-- start Task material --
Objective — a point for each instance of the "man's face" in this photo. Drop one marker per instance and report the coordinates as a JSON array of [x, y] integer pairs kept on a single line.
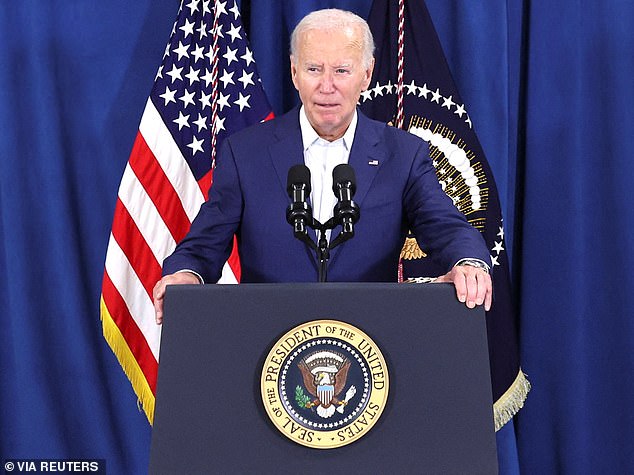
[[329, 75]]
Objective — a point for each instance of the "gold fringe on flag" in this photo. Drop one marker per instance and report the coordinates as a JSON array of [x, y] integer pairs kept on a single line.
[[130, 366], [511, 401]]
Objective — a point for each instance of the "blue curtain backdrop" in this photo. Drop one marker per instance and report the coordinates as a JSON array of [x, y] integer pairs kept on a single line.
[[550, 91]]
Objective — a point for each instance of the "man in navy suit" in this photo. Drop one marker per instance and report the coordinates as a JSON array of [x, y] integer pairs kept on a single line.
[[397, 189]]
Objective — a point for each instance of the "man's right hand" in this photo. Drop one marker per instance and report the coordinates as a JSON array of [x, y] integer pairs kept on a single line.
[[179, 278]]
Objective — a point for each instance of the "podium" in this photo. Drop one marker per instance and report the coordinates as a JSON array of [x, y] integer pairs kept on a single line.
[[210, 418]]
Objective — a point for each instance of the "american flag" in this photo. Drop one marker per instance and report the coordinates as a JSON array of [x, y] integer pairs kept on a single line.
[[206, 88]]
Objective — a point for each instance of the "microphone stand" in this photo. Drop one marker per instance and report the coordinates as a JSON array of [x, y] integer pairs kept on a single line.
[[322, 248]]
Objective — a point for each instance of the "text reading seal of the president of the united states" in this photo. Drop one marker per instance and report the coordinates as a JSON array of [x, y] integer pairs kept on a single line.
[[324, 384]]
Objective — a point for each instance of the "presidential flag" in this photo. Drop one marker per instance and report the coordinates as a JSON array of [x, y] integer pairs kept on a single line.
[[206, 88], [412, 88]]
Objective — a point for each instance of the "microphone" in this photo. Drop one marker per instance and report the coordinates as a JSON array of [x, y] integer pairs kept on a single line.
[[344, 186], [299, 213]]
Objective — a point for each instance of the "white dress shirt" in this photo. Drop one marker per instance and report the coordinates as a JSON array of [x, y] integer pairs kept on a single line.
[[321, 157]]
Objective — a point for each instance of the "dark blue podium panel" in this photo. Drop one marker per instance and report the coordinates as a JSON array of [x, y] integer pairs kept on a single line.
[[210, 418]]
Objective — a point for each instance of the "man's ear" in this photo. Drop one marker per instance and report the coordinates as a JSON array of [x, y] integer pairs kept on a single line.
[[294, 72], [368, 75]]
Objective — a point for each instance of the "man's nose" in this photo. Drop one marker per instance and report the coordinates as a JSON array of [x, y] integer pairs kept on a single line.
[[327, 83]]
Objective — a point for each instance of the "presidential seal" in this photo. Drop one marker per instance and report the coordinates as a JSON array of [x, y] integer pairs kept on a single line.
[[324, 384]]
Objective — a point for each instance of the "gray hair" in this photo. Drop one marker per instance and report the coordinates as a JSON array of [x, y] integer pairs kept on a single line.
[[332, 19]]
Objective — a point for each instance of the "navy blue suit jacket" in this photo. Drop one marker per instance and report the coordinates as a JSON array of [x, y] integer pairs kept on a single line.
[[397, 191]]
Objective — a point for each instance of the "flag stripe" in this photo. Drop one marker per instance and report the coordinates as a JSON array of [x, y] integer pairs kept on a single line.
[[146, 216], [136, 299], [129, 238], [135, 339], [159, 189]]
-- end Task material --
▶ _Task to carry out_: Reproduce every line of the records above verbatim, omitting the pictures.

▶ _Result below_:
Objective — a point for each instance of the "man's face" in this photo. Drop one marker per instance and report the coordinates as a JSON array of [x, y] integer pairs kept on a single line.
[[329, 75]]
Objective — a point for each instance of the "gold fringe on flag" in this photo. Drop one marker per instance and report the coordinates as a JSON array of [x, y] integer pairs kept on a single line.
[[130, 366], [511, 401]]
Objective — a point for each instance of the "blue curtain backdrop" in this photo. Drop one marker per instance and report the coordinates as a JSON array of [x, y] integer pairs kept on a single line.
[[550, 91]]
Objective — a point for each instance of the "man in navy suit" in this photo. Drop one marker per instance and report the coordinates as a JSON array of [x, y] integer pairs kept on a single line.
[[397, 189]]
Objective — a point for each instance of the "man's right hand" in this photo. Drop one marker per instance and report the coordinates as a JSON array of [x, y] integer pairs kept on a single line.
[[179, 278]]
Objective — a point for each instance of the "podium" in this photo. Drop one marker per instance and report the coordinates as a JSON array of [x, y] integer pairs kept on a single line.
[[210, 418]]
Objective — a point for each instance of the "american flag" in this photo. Drop one marker per instance and report the coordinates as a JSON array of [x, y] integer pairs kept on a single line.
[[206, 88]]
Objective — a point for each instance of the "microphone stand" in this photo. Drop one marker per instance and report the coordinates as a JSON array of [x, y] integer pairs kept on a single line.
[[322, 248]]
Objective — a point for each instance of the "text reading seal of the president of the united states" in this photo. Drop one marker per instance and report the coordinates as a JSON array of [x, y] integer pairs kept on a single line.
[[324, 384]]
Objective — a point for each instance of the "presidential flag" in this photo. Drop one marker per instance and report the coordinates as a JSON array of [x, y] integer pairs kept on a single line.
[[206, 88], [412, 88]]
Objective — a point for each instance of the "microphone" in this photo. Drop one marker per instance and report the coordinates as a JSON array of [x, y] integer pairs kept on a single line.
[[344, 186], [299, 213]]
Objective — a point for each instance of the "white dress shirt" in this photo. Drop one marker per instance and report the coordinates as a JSON array of [x, y] integer pairs kept on a single line.
[[321, 157]]
Objective — a point for each instance of the "dark blue podium panel" in this photo. Drop one marker per instance and report the coordinates as a JSON array of [x, y] integer pairs kept on a single line.
[[210, 418]]
Objective — a point for each instance of the "man's ear" in this photo. Drop one marker per instance and report the coordinates as a JSON array of [x, y] integer pairs kept on a single line.
[[294, 72], [368, 75]]
Objective — a point for each instance of the "man's nose" in this photo. Drop one marker per instance and report the coordinates as a JSON array of [x, y] integer pairs kept on a single line.
[[327, 83]]
Objective — a point for each instance of the "presidential seal" in this photo. Drop one marker per instance and report the coordinates as a JSON array of [x, y] integer pairs kept on a single line.
[[324, 384]]
Objective — a point for each instance of the "gray hair" in this photo. Drop one marker per instance and report the coordinates as a JSON array of [x, y] integer pairs kept on a single line.
[[332, 19]]
Objective — a point for each instance of the "navy blue suit jacket" in this photo. Drop one marker per instance and report the coordinates as a JSON array of [x, y] integer pairs kept on a single line.
[[397, 191]]
Objective — a point for each instance of the "flag stripe" in this photo. Drop one marker per instance and report the coordinates as a JSON array of [x, y] integer pairs kept on a single line.
[[146, 216], [136, 299], [129, 238], [135, 339], [159, 189]]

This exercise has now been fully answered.